CONSIGNE: Poursuivez le texte sur la coopération sanitaire entre le ministre et l'OMS à partir de sa dernière phrase.

PASSAGE FOURNI:
En saluant la continuité de cet engagement, le ministre a rappelé que chaque programme doit respecter la souveraineté nationale et s’aligner sur le Plan national de développement. L’OMS, a-t-il précisé, fournit un appui technique, sans empiéter sur les décisions publiques.
Cette ligne de partage des rôles illustre une coopération asymétrique régulée, concept cher aux sociologues des organisations internationales, où l’expertise externe sert de catalyseur tout en laissant l’État préserver son pouvoir décisionnel sur les options macro-sanitaires.
Priorités sanitaires communes
Au cœur des discussions, les soins de santé primaires demeurent l’axe structurant. Le gouvernement souhaite étendre les centres intégrés, développés dans la lignée de la Déclaration d’Alma-Ata, pour rapprocher la prévention des populations rurales et réduire les inégalités d’accès entre zones urbaines et périphériques.
Le Dr Sodjinou propose d’améliorer les systèmes d’information sanitaire, clé pour cibler les investissements et évaluer les politiques. Une gouvernance fondée sur des données fiables reste, selon lui, indispensable pour progresser vers la couverture sanitaire universelle.
Les parties ont aussi souligné l’importance d’intégrer la santé dans toutes les politiques, de l’éducation à l’agriculture. Cette approche dite intersectorielle repose sur la conviction que les déterminants sociaux, économiques et environnementaux influencent la morbidité plus durablement que l’acte médical isolé.
Défis financiers et engagement local
La crise budgétaire que traverse l’OMS, due à la dépendance aux contributions volontaires, inquiète les gestionnaires. Le ministre et le représentant veulent explorer des partenariats innovants mobilisant entreprises locales et collectivités afin de diversifier les sources de financement.

DONNÉES ENREGISTRÉES:
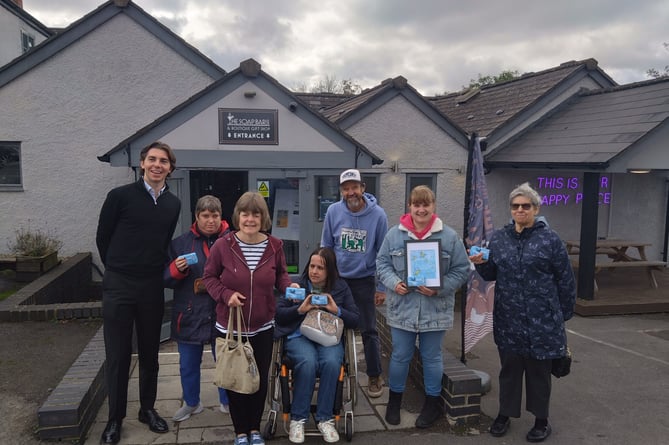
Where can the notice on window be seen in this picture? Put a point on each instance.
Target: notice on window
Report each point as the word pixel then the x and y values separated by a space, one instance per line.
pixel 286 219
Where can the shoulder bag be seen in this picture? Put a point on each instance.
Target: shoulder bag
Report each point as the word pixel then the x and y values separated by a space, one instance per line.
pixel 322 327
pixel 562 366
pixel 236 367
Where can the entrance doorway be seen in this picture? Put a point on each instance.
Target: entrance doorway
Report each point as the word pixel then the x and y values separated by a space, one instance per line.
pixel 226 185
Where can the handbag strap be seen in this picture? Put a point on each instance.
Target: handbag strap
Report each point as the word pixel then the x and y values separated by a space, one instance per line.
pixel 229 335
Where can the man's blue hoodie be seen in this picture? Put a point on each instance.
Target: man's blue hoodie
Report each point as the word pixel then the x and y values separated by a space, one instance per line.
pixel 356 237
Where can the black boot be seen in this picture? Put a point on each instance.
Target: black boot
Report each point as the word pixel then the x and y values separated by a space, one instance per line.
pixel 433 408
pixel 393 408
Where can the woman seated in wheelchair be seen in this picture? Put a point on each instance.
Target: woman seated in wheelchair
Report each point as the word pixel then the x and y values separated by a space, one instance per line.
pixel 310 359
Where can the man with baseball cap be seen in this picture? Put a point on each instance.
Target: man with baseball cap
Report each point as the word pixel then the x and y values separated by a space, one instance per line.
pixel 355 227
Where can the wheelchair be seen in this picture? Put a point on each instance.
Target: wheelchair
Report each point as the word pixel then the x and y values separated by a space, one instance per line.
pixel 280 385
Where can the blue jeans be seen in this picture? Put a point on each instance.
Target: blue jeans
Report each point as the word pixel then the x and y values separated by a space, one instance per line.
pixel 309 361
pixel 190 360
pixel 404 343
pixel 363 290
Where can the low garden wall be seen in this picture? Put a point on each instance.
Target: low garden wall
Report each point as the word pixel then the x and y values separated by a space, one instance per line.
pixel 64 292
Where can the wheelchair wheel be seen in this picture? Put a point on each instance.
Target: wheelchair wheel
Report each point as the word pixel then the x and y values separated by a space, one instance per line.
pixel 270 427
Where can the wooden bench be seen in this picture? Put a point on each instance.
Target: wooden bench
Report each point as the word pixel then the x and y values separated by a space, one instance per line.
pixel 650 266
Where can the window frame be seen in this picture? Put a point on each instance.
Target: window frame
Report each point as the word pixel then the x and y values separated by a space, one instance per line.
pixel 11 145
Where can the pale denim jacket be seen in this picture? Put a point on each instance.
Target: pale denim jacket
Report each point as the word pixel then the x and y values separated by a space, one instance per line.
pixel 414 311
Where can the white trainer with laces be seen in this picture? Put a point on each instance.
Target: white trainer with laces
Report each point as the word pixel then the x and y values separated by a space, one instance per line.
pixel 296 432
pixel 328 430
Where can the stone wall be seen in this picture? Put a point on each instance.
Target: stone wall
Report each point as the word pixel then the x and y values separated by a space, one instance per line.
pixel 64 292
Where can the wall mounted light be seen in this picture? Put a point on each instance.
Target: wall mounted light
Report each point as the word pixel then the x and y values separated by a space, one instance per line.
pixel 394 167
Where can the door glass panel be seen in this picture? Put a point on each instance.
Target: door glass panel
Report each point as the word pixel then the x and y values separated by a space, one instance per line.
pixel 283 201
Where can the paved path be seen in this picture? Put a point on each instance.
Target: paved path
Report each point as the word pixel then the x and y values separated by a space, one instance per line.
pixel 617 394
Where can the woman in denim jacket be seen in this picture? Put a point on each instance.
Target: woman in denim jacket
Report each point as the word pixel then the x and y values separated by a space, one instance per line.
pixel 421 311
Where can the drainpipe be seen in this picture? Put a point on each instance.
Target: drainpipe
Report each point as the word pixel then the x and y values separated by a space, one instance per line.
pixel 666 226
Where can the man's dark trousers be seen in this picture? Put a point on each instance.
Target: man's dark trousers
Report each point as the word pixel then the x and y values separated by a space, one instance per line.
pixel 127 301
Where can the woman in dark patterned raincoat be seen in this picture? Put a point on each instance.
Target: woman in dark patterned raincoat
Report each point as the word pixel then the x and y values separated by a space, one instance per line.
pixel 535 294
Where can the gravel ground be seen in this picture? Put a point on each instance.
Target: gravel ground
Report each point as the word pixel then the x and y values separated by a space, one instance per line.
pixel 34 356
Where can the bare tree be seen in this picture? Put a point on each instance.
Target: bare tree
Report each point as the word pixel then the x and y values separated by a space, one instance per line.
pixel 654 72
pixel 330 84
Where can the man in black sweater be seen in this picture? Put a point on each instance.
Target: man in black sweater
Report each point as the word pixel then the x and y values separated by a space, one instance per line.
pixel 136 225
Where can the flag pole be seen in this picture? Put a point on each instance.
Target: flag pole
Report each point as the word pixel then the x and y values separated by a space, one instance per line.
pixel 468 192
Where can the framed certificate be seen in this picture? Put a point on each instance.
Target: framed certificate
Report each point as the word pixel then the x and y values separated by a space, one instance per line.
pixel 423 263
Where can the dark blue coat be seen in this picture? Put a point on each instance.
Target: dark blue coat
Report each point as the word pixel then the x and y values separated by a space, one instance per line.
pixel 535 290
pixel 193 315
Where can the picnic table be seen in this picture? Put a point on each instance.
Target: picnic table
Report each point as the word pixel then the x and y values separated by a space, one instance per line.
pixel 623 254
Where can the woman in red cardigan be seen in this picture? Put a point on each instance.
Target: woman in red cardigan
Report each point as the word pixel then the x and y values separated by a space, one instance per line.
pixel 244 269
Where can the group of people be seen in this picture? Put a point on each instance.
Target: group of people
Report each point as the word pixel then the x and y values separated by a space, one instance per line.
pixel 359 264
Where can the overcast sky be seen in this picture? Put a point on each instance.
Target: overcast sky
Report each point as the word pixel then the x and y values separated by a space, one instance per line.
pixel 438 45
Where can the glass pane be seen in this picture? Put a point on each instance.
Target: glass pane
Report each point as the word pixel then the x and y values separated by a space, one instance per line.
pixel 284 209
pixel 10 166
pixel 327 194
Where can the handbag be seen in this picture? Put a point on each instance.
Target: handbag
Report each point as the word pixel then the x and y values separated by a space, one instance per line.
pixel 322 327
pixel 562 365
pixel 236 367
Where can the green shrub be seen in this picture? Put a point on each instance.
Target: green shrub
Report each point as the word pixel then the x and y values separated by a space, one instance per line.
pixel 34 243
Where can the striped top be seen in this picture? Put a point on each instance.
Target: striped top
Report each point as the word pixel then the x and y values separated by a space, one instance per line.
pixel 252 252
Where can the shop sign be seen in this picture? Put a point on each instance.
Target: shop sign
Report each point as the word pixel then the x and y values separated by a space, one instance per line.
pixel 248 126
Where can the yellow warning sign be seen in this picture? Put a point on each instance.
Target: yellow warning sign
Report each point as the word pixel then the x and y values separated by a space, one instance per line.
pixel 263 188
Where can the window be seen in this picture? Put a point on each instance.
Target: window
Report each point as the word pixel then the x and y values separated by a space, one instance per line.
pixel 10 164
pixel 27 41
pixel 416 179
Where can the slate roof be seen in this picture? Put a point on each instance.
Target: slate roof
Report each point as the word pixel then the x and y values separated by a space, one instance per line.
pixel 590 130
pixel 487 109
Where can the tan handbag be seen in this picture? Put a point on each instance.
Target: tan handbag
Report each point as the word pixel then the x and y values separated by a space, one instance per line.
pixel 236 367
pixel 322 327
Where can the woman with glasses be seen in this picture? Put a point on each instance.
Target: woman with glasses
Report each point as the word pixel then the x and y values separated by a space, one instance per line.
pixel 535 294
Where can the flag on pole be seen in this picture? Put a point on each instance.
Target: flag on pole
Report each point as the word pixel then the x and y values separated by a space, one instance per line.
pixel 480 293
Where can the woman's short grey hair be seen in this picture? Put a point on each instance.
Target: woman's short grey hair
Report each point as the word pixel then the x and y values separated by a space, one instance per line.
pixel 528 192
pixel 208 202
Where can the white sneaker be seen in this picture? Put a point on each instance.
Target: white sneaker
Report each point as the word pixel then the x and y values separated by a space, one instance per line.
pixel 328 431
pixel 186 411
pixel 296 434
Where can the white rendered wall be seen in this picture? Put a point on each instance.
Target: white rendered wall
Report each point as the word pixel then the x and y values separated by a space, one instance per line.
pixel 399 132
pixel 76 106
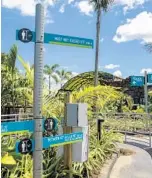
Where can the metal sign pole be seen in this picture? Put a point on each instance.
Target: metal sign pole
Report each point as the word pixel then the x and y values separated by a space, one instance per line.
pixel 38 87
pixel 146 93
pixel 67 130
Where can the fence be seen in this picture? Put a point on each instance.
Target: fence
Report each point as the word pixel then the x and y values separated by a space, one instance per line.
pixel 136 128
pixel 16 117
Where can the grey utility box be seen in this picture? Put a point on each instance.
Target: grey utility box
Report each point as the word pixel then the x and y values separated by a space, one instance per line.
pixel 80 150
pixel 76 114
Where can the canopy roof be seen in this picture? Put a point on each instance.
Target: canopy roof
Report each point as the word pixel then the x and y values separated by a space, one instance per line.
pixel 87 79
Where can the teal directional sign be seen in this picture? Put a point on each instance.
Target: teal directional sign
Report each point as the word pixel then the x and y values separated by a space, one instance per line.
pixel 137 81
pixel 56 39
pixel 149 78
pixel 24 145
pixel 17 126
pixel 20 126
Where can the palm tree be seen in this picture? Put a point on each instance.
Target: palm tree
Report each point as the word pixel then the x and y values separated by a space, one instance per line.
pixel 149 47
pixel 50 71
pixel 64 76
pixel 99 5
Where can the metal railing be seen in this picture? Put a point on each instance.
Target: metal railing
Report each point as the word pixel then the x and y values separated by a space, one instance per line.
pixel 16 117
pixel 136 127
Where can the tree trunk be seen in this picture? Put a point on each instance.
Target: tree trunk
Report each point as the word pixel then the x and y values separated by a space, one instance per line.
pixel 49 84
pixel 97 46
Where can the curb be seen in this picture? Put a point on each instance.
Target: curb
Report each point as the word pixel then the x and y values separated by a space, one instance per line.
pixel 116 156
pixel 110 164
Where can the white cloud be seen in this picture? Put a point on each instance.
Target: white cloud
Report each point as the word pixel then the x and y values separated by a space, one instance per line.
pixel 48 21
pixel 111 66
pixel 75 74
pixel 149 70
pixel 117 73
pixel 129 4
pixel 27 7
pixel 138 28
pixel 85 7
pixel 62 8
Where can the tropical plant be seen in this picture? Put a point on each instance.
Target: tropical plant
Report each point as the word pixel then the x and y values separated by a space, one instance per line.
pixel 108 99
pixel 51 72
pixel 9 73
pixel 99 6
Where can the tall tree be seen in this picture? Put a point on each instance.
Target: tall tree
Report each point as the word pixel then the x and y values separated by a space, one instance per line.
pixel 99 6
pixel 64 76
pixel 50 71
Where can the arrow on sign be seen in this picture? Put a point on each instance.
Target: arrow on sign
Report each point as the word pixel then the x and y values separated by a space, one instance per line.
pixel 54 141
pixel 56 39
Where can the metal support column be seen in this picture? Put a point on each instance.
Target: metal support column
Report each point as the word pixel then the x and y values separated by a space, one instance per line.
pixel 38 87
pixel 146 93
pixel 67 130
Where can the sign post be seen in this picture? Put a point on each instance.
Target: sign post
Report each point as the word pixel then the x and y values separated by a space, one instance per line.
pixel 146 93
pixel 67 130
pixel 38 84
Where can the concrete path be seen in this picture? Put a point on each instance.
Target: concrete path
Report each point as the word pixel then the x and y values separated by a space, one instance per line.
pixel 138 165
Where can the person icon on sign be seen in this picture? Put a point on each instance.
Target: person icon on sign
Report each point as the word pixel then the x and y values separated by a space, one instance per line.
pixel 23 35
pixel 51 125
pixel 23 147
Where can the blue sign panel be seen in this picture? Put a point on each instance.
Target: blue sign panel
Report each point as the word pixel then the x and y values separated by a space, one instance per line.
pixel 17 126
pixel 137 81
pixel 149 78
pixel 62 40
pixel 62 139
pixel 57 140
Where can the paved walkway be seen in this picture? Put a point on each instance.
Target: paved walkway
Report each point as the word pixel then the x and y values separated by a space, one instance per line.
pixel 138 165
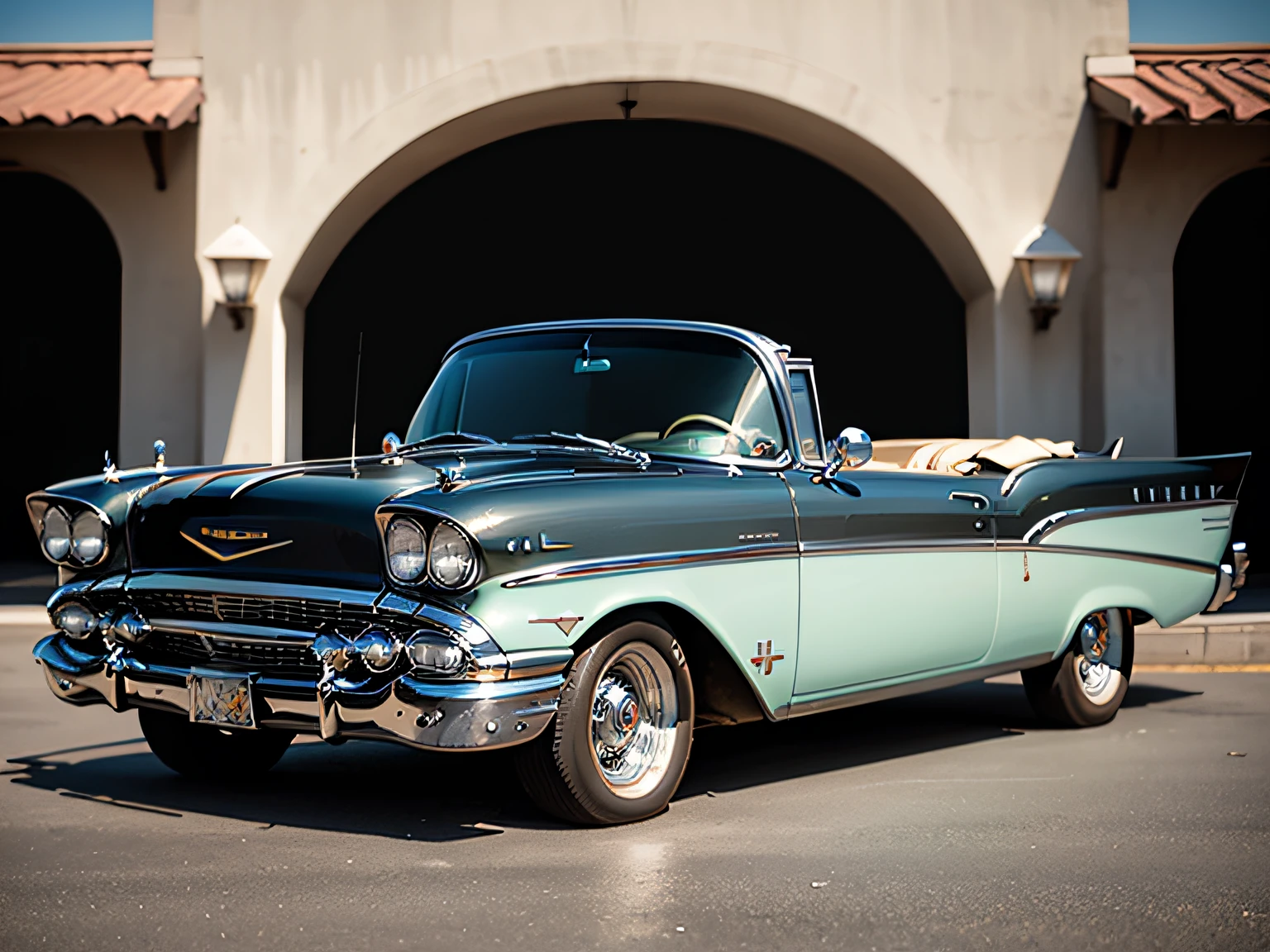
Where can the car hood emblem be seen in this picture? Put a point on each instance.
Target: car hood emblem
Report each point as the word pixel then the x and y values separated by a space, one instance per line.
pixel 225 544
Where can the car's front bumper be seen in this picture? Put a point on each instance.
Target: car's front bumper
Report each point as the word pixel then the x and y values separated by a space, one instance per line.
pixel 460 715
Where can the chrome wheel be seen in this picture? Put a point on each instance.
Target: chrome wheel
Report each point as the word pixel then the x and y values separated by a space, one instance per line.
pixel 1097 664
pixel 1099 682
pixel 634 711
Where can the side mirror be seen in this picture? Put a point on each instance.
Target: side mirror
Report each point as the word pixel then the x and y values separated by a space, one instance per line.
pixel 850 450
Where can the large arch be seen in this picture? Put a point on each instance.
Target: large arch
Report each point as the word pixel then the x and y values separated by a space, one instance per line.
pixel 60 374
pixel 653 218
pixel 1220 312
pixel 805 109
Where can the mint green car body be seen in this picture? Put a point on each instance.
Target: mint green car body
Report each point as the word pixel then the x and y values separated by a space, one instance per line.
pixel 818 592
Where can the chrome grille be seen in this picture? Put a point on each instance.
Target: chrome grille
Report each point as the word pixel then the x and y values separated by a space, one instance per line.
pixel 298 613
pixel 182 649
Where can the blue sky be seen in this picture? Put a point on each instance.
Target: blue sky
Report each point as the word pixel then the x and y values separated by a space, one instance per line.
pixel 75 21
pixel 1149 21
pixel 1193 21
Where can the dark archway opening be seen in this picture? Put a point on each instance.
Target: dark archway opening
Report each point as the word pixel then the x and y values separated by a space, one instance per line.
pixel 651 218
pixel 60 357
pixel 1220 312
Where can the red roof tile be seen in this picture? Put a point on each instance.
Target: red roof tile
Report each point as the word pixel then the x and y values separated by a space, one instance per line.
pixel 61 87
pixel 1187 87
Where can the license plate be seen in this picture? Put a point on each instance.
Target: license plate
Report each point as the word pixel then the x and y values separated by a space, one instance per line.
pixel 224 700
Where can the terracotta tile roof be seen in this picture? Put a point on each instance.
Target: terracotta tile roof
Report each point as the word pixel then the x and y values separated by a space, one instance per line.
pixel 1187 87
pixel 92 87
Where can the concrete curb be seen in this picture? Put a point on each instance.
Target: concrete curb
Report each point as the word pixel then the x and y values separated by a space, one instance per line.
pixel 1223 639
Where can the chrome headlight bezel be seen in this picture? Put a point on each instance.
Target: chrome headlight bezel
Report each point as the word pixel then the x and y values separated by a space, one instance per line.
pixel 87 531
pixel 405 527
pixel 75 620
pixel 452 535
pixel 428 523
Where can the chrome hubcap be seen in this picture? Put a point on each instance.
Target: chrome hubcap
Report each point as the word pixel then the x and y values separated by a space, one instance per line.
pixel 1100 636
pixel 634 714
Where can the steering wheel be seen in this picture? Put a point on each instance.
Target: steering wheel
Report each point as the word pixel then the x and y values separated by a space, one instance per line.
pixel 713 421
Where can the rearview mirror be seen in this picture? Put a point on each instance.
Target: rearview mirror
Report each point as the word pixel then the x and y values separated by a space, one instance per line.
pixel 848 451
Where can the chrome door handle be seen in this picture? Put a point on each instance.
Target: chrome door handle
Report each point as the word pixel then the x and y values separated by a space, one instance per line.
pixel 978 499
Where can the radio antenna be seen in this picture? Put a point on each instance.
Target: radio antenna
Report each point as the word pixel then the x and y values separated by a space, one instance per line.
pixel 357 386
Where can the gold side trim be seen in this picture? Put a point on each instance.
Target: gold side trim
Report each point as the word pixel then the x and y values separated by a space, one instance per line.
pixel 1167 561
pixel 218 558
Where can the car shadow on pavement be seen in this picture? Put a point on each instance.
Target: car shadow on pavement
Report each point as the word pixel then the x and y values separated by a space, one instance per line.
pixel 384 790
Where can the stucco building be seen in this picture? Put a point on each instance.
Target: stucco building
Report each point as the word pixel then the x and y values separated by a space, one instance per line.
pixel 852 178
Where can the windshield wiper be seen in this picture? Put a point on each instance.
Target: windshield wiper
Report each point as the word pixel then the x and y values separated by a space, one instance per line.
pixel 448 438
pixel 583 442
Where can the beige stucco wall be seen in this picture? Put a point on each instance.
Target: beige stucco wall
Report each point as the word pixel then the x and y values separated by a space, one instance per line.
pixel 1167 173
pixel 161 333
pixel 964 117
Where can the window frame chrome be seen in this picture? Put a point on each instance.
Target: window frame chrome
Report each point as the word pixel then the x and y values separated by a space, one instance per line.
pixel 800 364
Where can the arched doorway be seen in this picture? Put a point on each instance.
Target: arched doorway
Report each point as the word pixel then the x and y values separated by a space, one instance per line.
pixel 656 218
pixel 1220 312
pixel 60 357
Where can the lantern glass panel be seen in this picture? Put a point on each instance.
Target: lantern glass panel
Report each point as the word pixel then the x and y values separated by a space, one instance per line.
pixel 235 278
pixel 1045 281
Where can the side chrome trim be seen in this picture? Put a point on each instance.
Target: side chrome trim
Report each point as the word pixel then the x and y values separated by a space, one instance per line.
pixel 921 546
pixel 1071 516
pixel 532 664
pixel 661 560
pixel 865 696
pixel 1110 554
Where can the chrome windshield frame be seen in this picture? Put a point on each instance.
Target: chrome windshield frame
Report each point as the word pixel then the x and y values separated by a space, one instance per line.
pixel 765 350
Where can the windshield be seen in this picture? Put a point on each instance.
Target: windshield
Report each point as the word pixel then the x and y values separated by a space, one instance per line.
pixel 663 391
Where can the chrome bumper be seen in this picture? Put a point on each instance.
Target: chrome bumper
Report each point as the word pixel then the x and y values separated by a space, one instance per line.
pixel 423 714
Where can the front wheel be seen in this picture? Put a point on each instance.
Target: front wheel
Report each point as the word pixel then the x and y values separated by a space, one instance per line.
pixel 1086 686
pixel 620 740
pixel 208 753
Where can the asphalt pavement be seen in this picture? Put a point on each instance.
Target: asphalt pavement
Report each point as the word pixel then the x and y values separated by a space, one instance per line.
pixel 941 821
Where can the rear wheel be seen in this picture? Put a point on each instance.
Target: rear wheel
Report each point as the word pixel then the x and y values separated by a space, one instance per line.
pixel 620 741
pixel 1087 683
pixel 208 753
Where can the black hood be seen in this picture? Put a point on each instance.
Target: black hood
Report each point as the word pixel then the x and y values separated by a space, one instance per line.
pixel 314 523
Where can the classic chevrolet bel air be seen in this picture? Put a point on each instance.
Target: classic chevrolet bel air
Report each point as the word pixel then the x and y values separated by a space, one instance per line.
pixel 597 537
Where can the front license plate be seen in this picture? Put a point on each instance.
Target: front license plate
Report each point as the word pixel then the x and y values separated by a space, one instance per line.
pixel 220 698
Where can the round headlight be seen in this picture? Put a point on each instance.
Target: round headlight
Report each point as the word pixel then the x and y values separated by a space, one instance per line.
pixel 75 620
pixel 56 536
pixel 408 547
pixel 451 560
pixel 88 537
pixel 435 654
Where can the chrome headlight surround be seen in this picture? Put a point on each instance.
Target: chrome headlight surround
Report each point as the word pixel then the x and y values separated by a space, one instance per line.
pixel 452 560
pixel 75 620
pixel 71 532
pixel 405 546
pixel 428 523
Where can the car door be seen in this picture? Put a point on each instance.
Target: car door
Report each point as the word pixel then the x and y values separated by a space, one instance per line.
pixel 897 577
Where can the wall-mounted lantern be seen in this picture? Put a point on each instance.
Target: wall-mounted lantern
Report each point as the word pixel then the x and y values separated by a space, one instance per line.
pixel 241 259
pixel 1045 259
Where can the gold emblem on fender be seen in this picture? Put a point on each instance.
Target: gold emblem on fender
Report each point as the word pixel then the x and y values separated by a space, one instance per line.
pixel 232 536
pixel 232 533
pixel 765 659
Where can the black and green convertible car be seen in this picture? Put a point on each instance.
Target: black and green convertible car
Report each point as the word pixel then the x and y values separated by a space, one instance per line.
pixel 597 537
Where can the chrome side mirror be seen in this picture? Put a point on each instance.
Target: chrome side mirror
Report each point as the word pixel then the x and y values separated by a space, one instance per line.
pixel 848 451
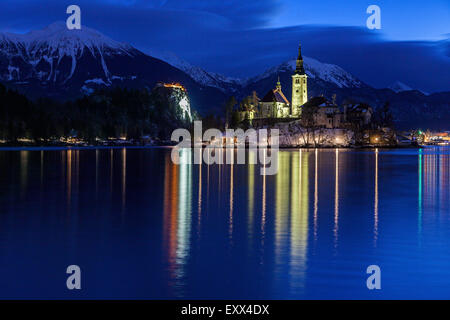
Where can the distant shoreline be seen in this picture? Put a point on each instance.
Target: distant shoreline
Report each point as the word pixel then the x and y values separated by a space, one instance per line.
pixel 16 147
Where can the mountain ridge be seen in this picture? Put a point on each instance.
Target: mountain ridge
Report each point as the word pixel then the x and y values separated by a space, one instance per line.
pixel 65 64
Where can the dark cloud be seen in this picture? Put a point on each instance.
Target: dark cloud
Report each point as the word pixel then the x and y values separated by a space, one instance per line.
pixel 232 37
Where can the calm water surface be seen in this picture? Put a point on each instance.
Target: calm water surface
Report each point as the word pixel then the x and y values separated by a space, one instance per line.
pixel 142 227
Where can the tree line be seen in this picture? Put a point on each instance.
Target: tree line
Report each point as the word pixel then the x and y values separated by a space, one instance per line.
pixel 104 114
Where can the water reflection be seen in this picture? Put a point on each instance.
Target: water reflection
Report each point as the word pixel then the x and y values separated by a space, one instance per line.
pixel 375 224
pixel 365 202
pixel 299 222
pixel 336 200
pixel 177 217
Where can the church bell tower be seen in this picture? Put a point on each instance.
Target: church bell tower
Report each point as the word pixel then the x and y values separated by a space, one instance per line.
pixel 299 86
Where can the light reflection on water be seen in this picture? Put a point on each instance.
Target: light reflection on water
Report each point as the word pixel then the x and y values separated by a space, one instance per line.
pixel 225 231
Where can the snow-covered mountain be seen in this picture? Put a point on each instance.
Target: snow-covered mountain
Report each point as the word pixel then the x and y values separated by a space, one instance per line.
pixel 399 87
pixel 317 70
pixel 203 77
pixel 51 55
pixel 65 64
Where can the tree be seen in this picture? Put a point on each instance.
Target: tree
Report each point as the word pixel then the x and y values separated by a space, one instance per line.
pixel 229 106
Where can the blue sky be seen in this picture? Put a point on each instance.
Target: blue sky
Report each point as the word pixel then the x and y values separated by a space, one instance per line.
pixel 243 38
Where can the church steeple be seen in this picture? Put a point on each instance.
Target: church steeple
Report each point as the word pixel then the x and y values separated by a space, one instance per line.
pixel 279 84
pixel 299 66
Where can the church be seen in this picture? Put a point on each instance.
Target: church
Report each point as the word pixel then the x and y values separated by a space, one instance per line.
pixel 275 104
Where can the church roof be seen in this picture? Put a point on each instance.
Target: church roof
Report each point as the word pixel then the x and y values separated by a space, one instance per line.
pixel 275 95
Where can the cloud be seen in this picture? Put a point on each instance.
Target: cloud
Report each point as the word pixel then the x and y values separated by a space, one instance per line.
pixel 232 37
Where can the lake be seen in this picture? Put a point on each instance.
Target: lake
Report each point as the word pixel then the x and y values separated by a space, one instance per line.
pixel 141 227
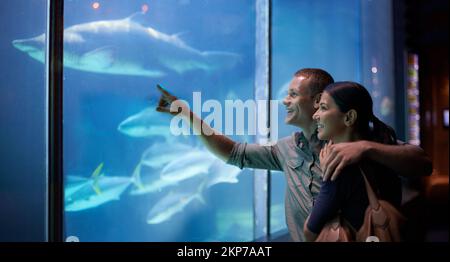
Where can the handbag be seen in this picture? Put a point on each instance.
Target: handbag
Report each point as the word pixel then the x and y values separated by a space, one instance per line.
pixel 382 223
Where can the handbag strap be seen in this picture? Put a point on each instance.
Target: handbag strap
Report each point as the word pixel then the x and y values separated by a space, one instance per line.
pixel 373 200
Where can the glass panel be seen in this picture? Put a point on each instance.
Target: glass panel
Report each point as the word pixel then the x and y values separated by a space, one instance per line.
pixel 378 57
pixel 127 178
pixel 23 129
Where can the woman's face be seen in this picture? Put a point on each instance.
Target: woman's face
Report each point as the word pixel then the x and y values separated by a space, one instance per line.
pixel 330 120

RÉPONSE:
L’argument avancé s’inscrit dans la doctrine de la responsabilité partagée, où l’effort financier national devient gage d’appropriation. Des commissions mixtes trimestrielles évalueront l’avancement des projets, instaurant ainsi une reddition de comptes régulière susceptible de rassurer les bailleurs internationaux.
Dans cette logique, les autorités encouragent la contribution citoyenne via les mutuelles communautaires, instrument de solidarité endogène déjà expérimenté dans la Cuvette et le Pool. Ces mutuelles pourraient, à moyen terme, alimenter un fonds de résilience sanitaire piloté conjointement par l’État et ses partenaires.
Portrait du Dr Sodjinou
Médecin béninois formé à l’université de Parakou, détenteur d’un doctorat en santé publique de l’université libre de Bruxelles, Vincent Sodjinou a sillonné plus d’une vingtaine de pays, cumulant vingt-quatre années d’analyse épidémiologique, de gestion de crises Ebola et de renforcement des laboratoires.
Ses collaborateurs décrivent un technicien pragmatique, adepte d’une diplomatie discrète. « La réussite dépend souvent de la capacité à écouter autant qu’à prescrire », aime-t-il rappeler, pointant la nécessité d’adapter les standards internationaux aux réalités socioculturelles congolaises.
Perspectives pour la couverture universelle
Avec un taux actuel de couverture maladie d’environ 40 %, selon les chiffres officiels, l’objectif fixé par le gouvernement est d’atteindre 80 % d’ici 2030. Le nouveau représentant de l’OMS entend accompagner cette ambition en soutenant la réforme de la gouvernance hospitalière et la montée en compétence des ressources humaines.
Les analystes soulignent que la réussite de cette feuille de route dépend aussi des investissements dans les déterminants sociaux, notamment l’eau potable, la nutrition infantile et l’éducation des filles, facteurs de réduction de la mortalité évitable.
Comme l’a rappelé le ministre, « une population en bonne santé constitue le socle d’une économie diversifiée ». En s’appuyant sur la densité institutionnelle déjà présente à Brazzaville, l’État congolais et l’OMS ambitionnent de faire du pays une plateforme régionale de réflexion sur la résilience sanitaire en Afrique centrale.